_Study text_
##############################
The Basics of Filing Bankruptcy
While never an easy decision, filing bankruptcy can provide immediate assistance to those struggling to pay their debts. A long, sometimes complicated process, filing bankruptcy should never be the first solution to manage debt, but can provide a way to start over, free from overwhelming debt.
The two most common types of bankruptcy filed by individuals and married couples are Chapter 7 and Chapter 13.
Chapter 7 Bankruptcy
The majority of people that file for bankruptcy do so under Chapter 7. Chapter 7 eliminates the majority of unsecured debt that people owe such as credit card and medical bills. As a liquidation bankruptcy, filing Chapter 7 means that filers no longer have to pay back any balances owed, and no repayment plan is required. However, because of the Bankruptcy Abuse Prevention and Consumer Protection Act that was passed in 2005, there are now income requirements in order to file Chapter 7. If your income levels are too high, you will be required to file under Chapter 13 instead.
One of the most impactful benefits of filing Chapter 7 that you’ll see immediately is the cessation of creditor calls, as they are prohibited, once bankruptcy has been filed. Bankruptcy law protects exempt assets such as your home, car, pension, and retirement, but property such as bank accounts, stocks, a second car, or a second home are considered nonexempt, and may be seized and sold in order to pay creditors any balances owed.
Chapter 13 Bankruptcy
Chapter 13 is considered a reorganization bankruptcy, which is designed for those that have more disposable income each month. If you don’t meet the income requirements for Chapter 7, you can move to a Chapter 13 filing which allows for the repayment of debt (full or partial) through a repayment program that is generally 3 to 5 years in length.
##############################
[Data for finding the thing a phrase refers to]

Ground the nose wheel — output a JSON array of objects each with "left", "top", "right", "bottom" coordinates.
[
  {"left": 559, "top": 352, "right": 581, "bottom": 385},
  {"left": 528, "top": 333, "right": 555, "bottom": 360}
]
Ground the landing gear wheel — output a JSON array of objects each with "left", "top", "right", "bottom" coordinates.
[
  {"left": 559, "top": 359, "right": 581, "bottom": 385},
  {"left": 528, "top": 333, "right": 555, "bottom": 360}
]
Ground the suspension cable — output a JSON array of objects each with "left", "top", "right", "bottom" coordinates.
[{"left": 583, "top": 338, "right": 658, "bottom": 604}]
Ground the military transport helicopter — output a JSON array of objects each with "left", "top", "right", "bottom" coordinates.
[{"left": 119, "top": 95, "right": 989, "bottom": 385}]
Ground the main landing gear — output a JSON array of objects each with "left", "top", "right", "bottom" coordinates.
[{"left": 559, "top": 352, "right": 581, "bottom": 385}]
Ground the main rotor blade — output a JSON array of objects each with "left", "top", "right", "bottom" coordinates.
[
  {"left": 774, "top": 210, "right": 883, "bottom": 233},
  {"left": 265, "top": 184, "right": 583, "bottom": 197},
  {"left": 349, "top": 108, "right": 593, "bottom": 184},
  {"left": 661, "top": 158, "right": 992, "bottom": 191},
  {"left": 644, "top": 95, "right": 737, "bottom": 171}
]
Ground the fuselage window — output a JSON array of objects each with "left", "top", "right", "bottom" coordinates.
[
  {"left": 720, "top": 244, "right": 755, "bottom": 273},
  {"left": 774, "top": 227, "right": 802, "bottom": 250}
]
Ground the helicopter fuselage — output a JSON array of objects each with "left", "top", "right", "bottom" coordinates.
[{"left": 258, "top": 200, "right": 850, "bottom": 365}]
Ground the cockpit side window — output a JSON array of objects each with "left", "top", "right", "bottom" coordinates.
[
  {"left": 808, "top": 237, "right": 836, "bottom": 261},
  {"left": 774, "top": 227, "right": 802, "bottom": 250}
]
##############################
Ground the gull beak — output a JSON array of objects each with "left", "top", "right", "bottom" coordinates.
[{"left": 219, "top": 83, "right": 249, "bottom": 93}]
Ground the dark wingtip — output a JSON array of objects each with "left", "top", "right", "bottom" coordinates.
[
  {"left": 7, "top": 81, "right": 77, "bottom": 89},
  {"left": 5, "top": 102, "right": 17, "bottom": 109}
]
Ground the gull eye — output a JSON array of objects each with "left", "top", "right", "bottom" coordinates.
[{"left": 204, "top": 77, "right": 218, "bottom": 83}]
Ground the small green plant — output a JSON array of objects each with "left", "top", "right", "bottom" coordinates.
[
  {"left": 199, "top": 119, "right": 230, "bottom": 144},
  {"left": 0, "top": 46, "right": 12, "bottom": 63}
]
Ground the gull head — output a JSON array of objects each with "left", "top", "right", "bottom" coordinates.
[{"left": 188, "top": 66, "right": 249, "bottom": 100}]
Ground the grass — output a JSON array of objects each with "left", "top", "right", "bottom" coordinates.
##############################
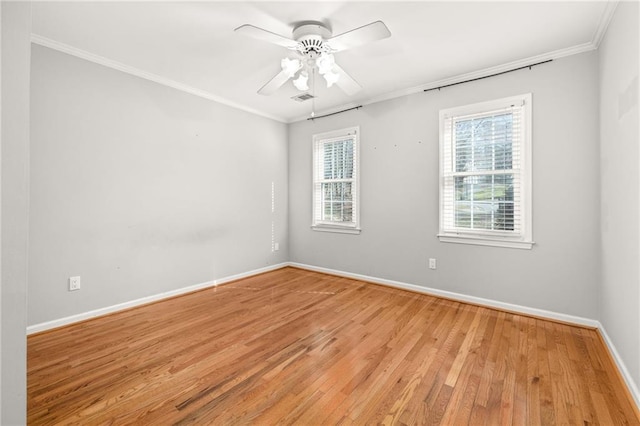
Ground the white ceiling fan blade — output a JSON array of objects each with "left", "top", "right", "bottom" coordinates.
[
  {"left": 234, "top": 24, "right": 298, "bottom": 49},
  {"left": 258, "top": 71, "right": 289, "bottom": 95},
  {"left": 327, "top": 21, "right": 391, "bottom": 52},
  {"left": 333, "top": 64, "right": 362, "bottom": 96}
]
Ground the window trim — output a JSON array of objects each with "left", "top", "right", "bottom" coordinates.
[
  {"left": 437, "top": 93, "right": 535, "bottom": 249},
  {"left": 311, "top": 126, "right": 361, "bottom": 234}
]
##############################
_Your instructions_
Duplicate a passage of the bankruptcy text word for word, beginning at the words "The two most" and stopping after "Chapter 13 instead.". The material comes from a different source than the bankruptcy text.

_Solution_
The two most common types of bankruptcy filed by individuals and married couples are Chapter 7 and Chapter 13.
Chapter 7 Bankruptcy
The majority of people that file for bankruptcy do so under Chapter 7. Chapter 7 eliminates the majority of unsecured debt that people owe such as credit card and medical bills. As a liquidation bankruptcy, filing Chapter 7 means that filers no longer have to pay back any balances owed, and no repayment plan is required. However, because of the Bankruptcy Abuse Prevention and Consumer Protection Act that was passed in 2005, there are now income requirements in order to file Chapter 7. If your income levels are too high, you will be required to file under Chapter 13 instead.